» **PASSAGE**

Khim, B.-K., Yoon, H.I., Kang, C.Y. and Bahk, J.J.  2002; Quaternary Research 58: 234-245


Core A9-EB2 from the eastern Bransfield Basin, Antarctic Peninsula, consists of pelagic (diatom ooze-clay couplets and bioturbated diatom ooze) and hemipelagic (bioturbated mud) sediments interbedded with turbidites (homogeneous mud and silt–clay couplets). The cyclic and laminated nature of these pelagic sediments represents alternation between the deposition of diatom-rich biogenic sediments and of terrigenous sediments. Sediment properties and geochemical data explain the contrasting lamination, with light layers being finer-grained and relatively rich in total organic carbon and biogenic silica content. Also, the high-resolution magnetic susceptibility (MS) variations highlight distinct features: high MS values coincide with clastic-rich sections and low MS values correspond to biogenic sections. The chronology developed for core A9-EB2 accounts for anomalous ages associated with turbidites and shows a linear sedimentation rate of approximately 87 cm/103 yr, which is supported by an accumulation rate of 80 cm/103 yr calculated from 210Pb activity. The late Holocene records clearly identify Neoglacial events of the Little Ice Age (LIA) and Medieval Warm Period (MWP). Other unexplained climatic events comparable in duration and amplitude to the LIA and MWP events also appear in the MS record, suggesting intrinsically unstable climatic conditions during the late Holocene in the Bransfield Basin of Antarctic Peninsula.

» **REQUIRED TASK A**
Write out the records from the line holding "[point] green grass" through the last line of the records, both ends included.

» **INPUT DATA**
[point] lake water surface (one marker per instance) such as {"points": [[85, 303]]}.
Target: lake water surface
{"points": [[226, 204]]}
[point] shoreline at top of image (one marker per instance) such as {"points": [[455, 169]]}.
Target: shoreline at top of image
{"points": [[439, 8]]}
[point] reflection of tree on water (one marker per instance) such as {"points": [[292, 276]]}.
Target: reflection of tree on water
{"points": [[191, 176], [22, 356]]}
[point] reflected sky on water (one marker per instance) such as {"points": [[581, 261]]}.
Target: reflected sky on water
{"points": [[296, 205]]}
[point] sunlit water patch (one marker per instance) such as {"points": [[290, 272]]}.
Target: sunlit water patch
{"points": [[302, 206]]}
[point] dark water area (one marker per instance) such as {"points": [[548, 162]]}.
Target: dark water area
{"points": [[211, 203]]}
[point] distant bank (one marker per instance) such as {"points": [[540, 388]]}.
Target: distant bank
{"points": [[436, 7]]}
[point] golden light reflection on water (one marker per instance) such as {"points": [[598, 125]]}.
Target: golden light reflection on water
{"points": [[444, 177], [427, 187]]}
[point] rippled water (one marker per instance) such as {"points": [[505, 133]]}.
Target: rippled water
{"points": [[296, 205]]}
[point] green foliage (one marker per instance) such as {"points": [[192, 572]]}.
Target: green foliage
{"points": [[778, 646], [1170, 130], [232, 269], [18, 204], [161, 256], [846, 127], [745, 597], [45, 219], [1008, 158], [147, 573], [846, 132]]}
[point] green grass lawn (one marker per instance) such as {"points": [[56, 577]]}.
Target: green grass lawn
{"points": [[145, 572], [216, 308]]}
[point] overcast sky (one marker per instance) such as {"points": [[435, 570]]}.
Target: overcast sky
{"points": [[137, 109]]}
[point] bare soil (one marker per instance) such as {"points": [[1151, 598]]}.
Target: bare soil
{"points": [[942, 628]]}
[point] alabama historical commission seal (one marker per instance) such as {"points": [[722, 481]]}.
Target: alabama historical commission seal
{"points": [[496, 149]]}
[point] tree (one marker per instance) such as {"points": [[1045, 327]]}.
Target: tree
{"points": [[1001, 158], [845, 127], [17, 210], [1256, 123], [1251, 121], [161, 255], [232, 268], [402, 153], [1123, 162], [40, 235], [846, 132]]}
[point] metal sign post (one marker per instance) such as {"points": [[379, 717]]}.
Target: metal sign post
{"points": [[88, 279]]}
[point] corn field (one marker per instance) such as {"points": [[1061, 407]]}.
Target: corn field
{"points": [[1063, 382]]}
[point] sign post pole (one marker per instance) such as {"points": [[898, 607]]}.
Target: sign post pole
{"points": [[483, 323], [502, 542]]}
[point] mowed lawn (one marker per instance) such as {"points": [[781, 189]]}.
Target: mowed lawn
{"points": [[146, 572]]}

» **REQUIRED TASK B**
According to the abstract on core A9-EB2, what do high magnetic susceptibility values coincide with?

» **FINAL ANSWER A**
[point] green grass lawn (one marker per instance) such as {"points": [[56, 577]]}.
Target: green grass lawn
{"points": [[145, 572], [216, 308]]}
[point] overcast sky (one marker per instance) such as {"points": [[435, 570]]}.
Target: overcast sky
{"points": [[137, 109]]}
[point] bare soil (one marker per instance) such as {"points": [[1151, 598]]}.
Target: bare soil
{"points": [[942, 628]]}
[point] alabama historical commission seal (one marker per instance) such as {"points": [[722, 481]]}.
Target: alabama historical commission seal
{"points": [[496, 149]]}
[point] tree (one marker per instance) such as {"points": [[1045, 327]]}.
Target: tree
{"points": [[1001, 158], [845, 127], [17, 210], [1256, 123], [1251, 121], [161, 255], [232, 268], [402, 153], [1123, 162], [40, 235], [846, 132]]}
[point] metal sign post (one marker per instance) such as {"points": [[379, 717]]}.
Target: metal sign post
{"points": [[88, 279]]}
[point] corn field (one marker per instance) such as {"points": [[1061, 407]]}.
Target: corn field
{"points": [[1063, 382]]}
[point] sign post pole (one marker per instance) such as {"points": [[898, 607]]}.
Target: sign post pole
{"points": [[483, 323], [502, 542]]}
[point] mowed lawn (one marker per instance) such as {"points": [[781, 189]]}.
Target: mowed lawn
{"points": [[146, 572]]}

» **FINAL ANSWER B**
Clastic-rich sections.